* [Your task]:
Please copy every record exactly as it is written.

* [Point-per-instance localization data]:
* * * *
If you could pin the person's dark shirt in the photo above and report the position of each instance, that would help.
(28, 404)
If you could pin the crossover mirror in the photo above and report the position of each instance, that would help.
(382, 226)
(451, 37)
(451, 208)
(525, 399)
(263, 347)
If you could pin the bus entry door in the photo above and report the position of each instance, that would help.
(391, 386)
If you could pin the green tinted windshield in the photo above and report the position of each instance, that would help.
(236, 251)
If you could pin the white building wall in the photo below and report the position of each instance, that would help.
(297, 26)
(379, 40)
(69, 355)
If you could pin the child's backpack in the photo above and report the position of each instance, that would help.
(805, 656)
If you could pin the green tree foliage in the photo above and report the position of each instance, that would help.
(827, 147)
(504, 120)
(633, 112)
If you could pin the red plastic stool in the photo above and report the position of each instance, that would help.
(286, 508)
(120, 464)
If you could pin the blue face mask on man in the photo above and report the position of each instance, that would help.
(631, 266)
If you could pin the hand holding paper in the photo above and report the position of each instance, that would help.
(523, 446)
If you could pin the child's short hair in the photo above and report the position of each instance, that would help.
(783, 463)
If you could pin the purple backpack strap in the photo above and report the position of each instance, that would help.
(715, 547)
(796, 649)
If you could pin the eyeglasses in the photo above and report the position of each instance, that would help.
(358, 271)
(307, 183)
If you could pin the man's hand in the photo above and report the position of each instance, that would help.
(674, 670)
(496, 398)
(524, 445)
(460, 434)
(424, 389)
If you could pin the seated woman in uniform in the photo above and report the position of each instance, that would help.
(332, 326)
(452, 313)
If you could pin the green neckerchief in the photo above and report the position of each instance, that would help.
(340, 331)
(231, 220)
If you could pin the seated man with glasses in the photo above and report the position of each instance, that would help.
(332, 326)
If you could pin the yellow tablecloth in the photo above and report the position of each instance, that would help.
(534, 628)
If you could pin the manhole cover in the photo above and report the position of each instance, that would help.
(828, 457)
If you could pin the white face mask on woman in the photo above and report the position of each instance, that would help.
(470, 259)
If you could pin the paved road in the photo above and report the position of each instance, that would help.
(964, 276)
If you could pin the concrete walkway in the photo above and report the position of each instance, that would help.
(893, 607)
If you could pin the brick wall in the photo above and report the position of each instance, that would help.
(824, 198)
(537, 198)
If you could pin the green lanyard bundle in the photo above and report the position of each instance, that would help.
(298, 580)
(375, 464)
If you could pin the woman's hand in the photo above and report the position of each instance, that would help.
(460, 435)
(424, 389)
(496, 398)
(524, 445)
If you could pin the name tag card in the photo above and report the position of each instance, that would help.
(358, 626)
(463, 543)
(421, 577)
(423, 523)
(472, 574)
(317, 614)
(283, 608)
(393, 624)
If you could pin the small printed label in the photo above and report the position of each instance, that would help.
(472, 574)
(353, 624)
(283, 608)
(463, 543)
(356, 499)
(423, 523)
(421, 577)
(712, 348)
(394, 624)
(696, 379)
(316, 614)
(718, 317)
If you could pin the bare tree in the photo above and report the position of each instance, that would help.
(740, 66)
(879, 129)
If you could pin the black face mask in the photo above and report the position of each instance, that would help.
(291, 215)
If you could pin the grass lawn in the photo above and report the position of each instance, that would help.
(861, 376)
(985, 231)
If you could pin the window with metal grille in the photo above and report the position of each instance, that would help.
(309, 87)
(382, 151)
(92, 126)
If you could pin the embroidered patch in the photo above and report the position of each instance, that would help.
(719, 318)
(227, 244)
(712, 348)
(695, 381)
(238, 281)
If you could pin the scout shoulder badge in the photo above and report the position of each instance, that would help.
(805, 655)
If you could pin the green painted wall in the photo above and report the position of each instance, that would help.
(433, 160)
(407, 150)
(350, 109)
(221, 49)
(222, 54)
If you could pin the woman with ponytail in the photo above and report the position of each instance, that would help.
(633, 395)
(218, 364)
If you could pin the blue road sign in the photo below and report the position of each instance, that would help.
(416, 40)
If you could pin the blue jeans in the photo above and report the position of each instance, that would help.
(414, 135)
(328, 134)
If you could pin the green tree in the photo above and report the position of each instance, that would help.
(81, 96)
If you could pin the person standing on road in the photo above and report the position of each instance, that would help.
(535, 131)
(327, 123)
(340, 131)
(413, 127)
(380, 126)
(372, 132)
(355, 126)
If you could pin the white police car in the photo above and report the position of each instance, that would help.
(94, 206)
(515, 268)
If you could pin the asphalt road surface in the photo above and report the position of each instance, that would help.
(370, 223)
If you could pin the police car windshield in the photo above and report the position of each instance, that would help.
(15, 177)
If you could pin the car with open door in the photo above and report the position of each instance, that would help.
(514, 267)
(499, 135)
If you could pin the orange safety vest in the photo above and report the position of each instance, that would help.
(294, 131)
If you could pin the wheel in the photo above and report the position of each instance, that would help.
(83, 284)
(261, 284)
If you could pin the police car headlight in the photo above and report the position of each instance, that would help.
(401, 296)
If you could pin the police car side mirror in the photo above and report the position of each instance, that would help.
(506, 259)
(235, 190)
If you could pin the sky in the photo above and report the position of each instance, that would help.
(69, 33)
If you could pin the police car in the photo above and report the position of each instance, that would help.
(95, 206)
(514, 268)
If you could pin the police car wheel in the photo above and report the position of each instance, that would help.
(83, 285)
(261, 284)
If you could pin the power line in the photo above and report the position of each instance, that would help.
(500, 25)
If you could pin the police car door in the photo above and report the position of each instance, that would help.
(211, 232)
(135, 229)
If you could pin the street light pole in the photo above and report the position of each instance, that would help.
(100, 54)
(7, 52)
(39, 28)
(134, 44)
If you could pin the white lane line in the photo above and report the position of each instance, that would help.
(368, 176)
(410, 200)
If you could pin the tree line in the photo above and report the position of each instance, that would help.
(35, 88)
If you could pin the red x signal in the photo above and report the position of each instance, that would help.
* * * *
* [Output]:
If you could pin the person's dark shirt in the photo above and report the position of each instance, that would help.
(28, 404)
If you could pin the crossover mirror in the photo above and report the position of each instance, that would help.
(382, 226)
(451, 37)
(451, 208)
(525, 399)
(263, 347)
If you could pin the bus entry door in the photo above and report the position of each instance, that would help.
(391, 386)
If you could pin the green tinted windshield in the photo above and report the position of each instance, that would help.
(236, 251)
If you could pin the white building wall in the photo below and report the position of each instance, that would help.
(297, 26)
(379, 40)
(69, 355)
If you could pin the child's backpack in the photo above and report the position of each instance, that would help.
(805, 656)
If you could pin the green tree foliage in the photo above and report the position of each instance, that would help.
(827, 147)
(504, 120)
(633, 112)
If you could pin the red plastic stool in the photo above and report the position of each instance, that would help.
(286, 508)
(120, 464)
If you could pin the blue face mask on man in the photo above and report the position of each instance, that would help.
(631, 266)
If you could pin the hand holding paper in the photo above and report the position of each instance, that would help.
(523, 446)
If you could pin the child's short hair in the photo above and report the position of each instance, that would help.
(783, 463)
If you could pin the purple backpack strap in the photo above and report the position of each instance, that would help.
(715, 547)
(796, 649)
If you could pin the eyeglasses in the photo above and report the position of each instance, that would help.
(358, 271)
(307, 183)
If you could pin the man's hand in the photo above and report the position of each instance, that would help.
(674, 670)
(496, 398)
(524, 445)
(460, 434)
(424, 389)
If you could pin the seated woman in uniform in the photo above and report the position of each instance, that would help.
(332, 326)
(452, 313)
If you could pin the green neckerchief in the photo above and report the position of each instance, that would help.
(340, 331)
(231, 220)
If you could pin the seated man with glasses in the photo above and report the position of each instance, that would help.
(332, 326)
If you could pin the yellow tablecloth in the photo above and report the position of each instance, that would help.
(534, 628)
If you could pin the manhole cover in the photo above and report the position of each instance, that would help.
(828, 457)
If you could pin the white face mask on woman in the photo above and report the position of each instance, that would help.
(470, 259)
If you could pin the paved road in the photo above and report the position of each instance, that would help.
(964, 276)
If you could pin the concrete walkway in the photo above and report the position of each instance, that would help.
(893, 607)
If you could pin the brick wall in the photo above and report the position of each instance, that would help.
(824, 198)
(537, 198)
If you could pin the green lanyard bundle in the photo above and report the position of each instance, that would help.
(298, 580)
(375, 464)
If you could pin the woman's hand in the photo above and report the position of each instance, that would help.
(460, 435)
(424, 389)
(496, 398)
(524, 445)
If you could pin the name tag card in the photo above and report the position of each instance, that would help.
(358, 626)
(463, 543)
(421, 577)
(423, 523)
(472, 574)
(317, 614)
(283, 608)
(393, 624)
If you could pin the small printed label in the photo above and report the position of each instance, that would help.
(472, 574)
(353, 624)
(283, 608)
(463, 543)
(356, 499)
(423, 523)
(421, 577)
(712, 348)
(394, 624)
(696, 379)
(316, 614)
(718, 317)
If you could pin the bare tree in the photo above and report the position of each instance, that would help.
(740, 66)
(879, 129)
If you could pin the black face mask in the photo above and report the position of each instance, that would help.
(291, 215)
If you could pin the grass lawn in the photo above and report the position of each instance, that would help.
(861, 376)
(985, 231)
If you could pin the window with metal grille in the photo above and report the position of each instance, that would help.
(309, 87)
(382, 151)
(92, 126)
If you could pin the embroidered patch in the photo above and report the position of each instance, that would help.
(719, 318)
(227, 244)
(712, 348)
(695, 381)
(238, 281)
If you could pin the scout shoulder badge in the photo above and report the position of each instance, that would help.
(805, 655)
If you could pin the green painted wall in the photo above and report the position of each instance, that would help.
(433, 160)
(407, 150)
(350, 109)
(221, 49)
(222, 54)
If you could pin the woman with ponytail in the photo above and report the position of each instance, that would help.
(633, 395)
(218, 364)
If you could pin the blue road sign in the photo below and report the position of each instance, that would help.
(416, 40)
If you could pin the blue jeans in the photo above and report the position of each instance, that would help.
(414, 135)
(328, 134)
If you could pin the green tree in the photo above and report the position of each instance, that would help.
(81, 96)
If you could pin the person standing on road in the photo above and report the position of each instance, that would help.
(535, 131)
(327, 123)
(340, 131)
(413, 127)
(380, 126)
(372, 132)
(355, 126)
If you could pin the white police car in the photo above and report the position of each instance, that would help.
(94, 206)
(515, 268)
If you could pin the asphalt road surface in the photo above and report the position of each instance, that would help.
(370, 223)
If you could pin the police car windshield in the photo above and report the position of each instance, that would help.
(15, 177)
If you could pin the car with open door in the photo above and report the position of each instance, that would help.
(514, 267)
(499, 135)
If you could pin the orange safety vest in the photo above and report the position of each instance, that would help.
(294, 131)
If you could pin the wheel in the photo above and report the position of each instance, that would help.
(83, 284)
(261, 284)
If you could pin the police car headlight in the photo above and report the position of each instance, that would help.
(401, 296)
If you could pin the police car side mirror in the photo above and report the position of each instance, that would help.
(506, 259)
(235, 190)
If you could pin the sky in the photo above and report the position of each instance, that would help.
(69, 33)
If you could pin the police car in the photo above and report the position of each instance, that would help.
(95, 206)
(514, 268)
If you could pin the police car wheel in the photo above and report the position of each instance, that would help.
(83, 285)
(261, 284)
If you could pin the power line in the photo above and report the position of each instance, that would help.
(500, 25)
If you could pin the police car door in the photo above and report the position of each instance, that would help.
(211, 232)
(135, 229)
If you could pin the street light pole in the photo above and report the position of each instance, that would help.
(100, 54)
(7, 52)
(39, 28)
(134, 44)
If you could pin the white lane line in the photo above and report the position of each instance, that would help.
(368, 176)
(410, 200)
If you could pin the tree line in the photo above and report the position of each instance, that would help.
(35, 88)
If you could pin the red x signal in the photo above and report the position of each instance, that would help.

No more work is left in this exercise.